══ Information given
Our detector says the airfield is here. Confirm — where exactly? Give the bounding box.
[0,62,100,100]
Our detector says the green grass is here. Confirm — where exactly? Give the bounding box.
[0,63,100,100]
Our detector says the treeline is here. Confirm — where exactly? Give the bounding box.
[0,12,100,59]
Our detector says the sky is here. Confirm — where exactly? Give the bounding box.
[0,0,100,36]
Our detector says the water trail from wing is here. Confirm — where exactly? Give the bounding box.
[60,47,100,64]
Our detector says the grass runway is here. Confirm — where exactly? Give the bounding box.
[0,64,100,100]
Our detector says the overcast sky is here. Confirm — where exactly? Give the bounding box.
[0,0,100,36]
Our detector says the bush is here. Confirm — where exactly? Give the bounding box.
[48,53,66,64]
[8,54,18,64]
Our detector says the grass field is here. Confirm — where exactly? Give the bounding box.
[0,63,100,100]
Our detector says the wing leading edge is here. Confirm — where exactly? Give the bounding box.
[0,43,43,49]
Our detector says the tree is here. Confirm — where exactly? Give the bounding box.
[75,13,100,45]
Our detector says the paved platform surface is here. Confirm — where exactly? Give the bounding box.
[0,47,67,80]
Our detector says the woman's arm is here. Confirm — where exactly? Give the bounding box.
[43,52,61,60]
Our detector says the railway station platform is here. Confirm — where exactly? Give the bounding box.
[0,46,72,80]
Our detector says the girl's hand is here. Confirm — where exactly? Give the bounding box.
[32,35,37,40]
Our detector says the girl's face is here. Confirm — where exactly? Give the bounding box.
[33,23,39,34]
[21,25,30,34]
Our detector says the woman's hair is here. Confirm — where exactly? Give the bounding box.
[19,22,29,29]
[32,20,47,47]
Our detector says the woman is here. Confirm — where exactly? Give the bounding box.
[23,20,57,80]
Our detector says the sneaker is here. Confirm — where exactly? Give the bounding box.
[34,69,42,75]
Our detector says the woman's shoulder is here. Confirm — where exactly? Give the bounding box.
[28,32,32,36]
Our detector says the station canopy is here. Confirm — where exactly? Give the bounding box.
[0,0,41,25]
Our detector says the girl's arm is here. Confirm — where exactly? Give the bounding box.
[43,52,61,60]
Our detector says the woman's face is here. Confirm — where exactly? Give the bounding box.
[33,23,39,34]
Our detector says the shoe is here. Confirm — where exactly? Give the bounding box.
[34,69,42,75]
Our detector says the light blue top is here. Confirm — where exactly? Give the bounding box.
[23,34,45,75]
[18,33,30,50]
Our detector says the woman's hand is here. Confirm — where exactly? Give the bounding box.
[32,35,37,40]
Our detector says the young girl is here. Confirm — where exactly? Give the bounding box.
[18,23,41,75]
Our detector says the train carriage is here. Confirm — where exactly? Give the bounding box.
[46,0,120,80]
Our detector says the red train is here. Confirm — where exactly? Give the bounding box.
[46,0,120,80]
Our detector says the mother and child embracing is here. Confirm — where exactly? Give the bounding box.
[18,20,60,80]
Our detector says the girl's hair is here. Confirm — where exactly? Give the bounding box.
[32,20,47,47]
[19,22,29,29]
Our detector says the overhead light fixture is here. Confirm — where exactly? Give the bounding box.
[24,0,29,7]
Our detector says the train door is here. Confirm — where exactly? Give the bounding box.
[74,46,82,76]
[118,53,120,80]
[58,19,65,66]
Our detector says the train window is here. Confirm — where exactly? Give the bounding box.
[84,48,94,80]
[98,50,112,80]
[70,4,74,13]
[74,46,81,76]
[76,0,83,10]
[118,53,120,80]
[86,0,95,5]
════
- Exercise task
Reproduce every line from the one containing "Our detector says the overhead" through the end of the items, inclusive, requests and all, and raise each bounding-box coordinate by 82.

- Answer to the exercise
Our detector says the overhead light fixture is here. Confirm — where exactly? Give the bounding box.
[106,82,111,89]
Our detector says the train door is here. Confirm — where exactly? Give the bounding box.
[156,128,164,158]
[200,135,202,162]
[140,101,147,148]
Our detector says the train window is here. Confirm — where exactly? Give the bounding box.
[166,130,176,162]
[180,132,194,162]
[152,86,156,95]
[156,128,163,158]
[158,82,165,92]
[200,135,202,162]
[168,82,177,87]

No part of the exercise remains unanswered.